WHAT TO WORK ON
Restrict the output to the lines below starting at the one that contains "Target: sea stack" and ending at the one that contains "mark the guardrail | one pin per instance.", and restate them word for word, both ends included.

----- SUPPLIED ENTRIES

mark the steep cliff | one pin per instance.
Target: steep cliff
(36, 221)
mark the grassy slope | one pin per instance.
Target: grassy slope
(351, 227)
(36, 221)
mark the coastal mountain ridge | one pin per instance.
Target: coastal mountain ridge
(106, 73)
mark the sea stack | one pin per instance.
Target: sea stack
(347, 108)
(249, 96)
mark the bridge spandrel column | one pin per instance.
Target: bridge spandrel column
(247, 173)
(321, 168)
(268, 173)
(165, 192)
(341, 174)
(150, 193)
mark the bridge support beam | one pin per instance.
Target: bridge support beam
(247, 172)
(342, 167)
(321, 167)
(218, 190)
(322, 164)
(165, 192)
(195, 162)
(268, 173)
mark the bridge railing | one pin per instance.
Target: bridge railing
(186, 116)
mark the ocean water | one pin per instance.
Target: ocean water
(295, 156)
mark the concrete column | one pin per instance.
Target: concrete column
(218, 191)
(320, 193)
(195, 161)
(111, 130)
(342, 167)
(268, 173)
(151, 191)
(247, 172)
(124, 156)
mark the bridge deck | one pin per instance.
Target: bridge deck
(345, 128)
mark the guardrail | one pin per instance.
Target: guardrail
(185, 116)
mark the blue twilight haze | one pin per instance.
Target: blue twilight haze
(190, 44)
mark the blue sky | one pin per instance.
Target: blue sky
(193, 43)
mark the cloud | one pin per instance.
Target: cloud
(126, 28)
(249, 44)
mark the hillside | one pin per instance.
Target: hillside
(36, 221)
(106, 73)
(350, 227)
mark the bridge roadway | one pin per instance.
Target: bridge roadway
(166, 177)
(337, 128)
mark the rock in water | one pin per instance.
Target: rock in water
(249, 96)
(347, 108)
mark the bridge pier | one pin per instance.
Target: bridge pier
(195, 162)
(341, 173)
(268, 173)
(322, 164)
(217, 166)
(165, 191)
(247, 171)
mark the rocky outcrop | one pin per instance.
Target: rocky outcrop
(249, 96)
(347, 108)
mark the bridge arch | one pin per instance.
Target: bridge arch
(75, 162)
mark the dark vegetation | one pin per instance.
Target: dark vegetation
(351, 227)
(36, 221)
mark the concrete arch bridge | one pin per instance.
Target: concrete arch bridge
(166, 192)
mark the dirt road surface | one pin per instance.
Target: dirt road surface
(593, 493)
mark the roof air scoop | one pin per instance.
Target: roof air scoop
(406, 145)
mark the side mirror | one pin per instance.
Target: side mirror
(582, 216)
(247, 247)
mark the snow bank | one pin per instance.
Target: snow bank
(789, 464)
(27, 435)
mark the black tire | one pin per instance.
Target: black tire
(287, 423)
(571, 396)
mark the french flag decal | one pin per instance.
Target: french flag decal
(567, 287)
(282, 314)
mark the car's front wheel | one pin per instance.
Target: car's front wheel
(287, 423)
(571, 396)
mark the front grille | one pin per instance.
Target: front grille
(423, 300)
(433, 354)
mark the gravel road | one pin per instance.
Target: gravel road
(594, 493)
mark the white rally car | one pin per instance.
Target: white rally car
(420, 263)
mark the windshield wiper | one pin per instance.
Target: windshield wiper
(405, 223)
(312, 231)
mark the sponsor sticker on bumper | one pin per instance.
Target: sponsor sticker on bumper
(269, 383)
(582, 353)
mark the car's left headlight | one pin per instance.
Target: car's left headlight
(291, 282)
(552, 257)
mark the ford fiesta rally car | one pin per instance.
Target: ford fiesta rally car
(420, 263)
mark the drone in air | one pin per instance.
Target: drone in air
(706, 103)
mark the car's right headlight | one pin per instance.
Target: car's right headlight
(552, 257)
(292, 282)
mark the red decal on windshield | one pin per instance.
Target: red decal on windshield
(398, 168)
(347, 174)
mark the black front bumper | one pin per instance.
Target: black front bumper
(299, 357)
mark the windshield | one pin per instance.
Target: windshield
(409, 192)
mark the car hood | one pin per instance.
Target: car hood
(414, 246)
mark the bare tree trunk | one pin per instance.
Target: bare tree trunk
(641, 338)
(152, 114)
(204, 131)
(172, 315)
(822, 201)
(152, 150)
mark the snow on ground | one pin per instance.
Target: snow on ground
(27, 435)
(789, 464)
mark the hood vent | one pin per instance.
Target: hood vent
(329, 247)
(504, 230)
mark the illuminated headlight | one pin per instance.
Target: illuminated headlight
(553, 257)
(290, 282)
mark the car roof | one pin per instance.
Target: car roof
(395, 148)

----------
----- SUPPLIED ENTRIES

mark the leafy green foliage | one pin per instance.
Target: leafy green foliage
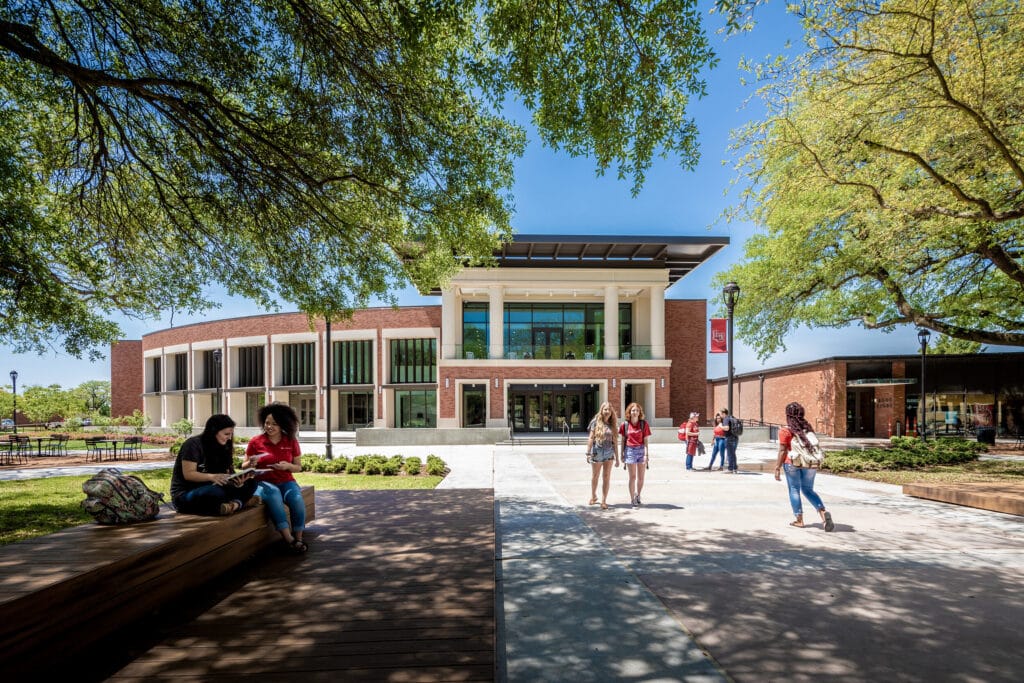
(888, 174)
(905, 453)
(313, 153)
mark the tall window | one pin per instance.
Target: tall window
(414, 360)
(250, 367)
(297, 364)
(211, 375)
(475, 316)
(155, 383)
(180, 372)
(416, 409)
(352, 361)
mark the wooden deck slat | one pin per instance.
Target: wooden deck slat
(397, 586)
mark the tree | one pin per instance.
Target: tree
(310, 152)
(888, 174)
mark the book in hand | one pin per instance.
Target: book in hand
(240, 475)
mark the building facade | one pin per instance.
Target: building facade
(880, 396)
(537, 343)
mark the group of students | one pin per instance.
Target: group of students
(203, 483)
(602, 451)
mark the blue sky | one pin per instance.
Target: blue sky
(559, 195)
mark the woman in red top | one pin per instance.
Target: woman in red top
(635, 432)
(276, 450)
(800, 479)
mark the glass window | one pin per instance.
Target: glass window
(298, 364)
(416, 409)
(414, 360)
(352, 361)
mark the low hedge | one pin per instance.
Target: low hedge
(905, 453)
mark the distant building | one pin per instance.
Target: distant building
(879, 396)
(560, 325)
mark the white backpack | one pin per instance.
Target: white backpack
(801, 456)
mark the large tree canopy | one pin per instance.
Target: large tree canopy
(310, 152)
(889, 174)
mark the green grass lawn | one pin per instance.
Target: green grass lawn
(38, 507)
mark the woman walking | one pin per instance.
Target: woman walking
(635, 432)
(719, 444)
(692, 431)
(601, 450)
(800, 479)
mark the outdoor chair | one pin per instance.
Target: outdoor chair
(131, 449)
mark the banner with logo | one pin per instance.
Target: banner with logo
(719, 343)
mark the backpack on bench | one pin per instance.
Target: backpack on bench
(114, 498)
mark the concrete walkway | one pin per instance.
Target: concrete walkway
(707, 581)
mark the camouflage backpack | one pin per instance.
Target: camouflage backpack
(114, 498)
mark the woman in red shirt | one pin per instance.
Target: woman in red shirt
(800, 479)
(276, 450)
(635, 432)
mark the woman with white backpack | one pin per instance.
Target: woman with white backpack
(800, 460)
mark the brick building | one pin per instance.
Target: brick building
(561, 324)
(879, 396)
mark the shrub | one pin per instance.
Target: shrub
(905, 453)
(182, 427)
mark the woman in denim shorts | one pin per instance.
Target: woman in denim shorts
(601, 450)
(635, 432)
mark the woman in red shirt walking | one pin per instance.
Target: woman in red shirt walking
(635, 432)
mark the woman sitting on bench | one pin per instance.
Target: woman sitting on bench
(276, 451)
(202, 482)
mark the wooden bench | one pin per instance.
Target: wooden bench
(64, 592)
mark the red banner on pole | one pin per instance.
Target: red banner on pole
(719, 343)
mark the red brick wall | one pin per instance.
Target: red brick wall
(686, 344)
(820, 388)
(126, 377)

----------

WRITTEN RESPONSE
Target: sea stack
(347, 108)
(249, 96)
mark the bridge spandrel column | one pin per instance.
Target: bridge spandrel column
(247, 173)
(321, 168)
(268, 173)
(165, 192)
(341, 174)
(150, 193)
mark the bridge support beam | one pin per instance.
Target: bridge support beam
(247, 172)
(342, 167)
(321, 167)
(218, 190)
(322, 164)
(165, 192)
(195, 162)
(268, 173)
mark the bridge railing | one pin per instance.
Target: bridge railing
(186, 116)
mark the ocean water | one pin per instance.
Target: ocean water
(295, 156)
mark the concrete column | one pin per instance.
Target: concrete column
(218, 191)
(320, 193)
(195, 161)
(111, 130)
(342, 167)
(268, 173)
(151, 191)
(247, 172)
(124, 156)
mark the bridge deck | one pin per instance.
Target: bridge deck
(345, 128)
mark the guardrail | one pin per instance.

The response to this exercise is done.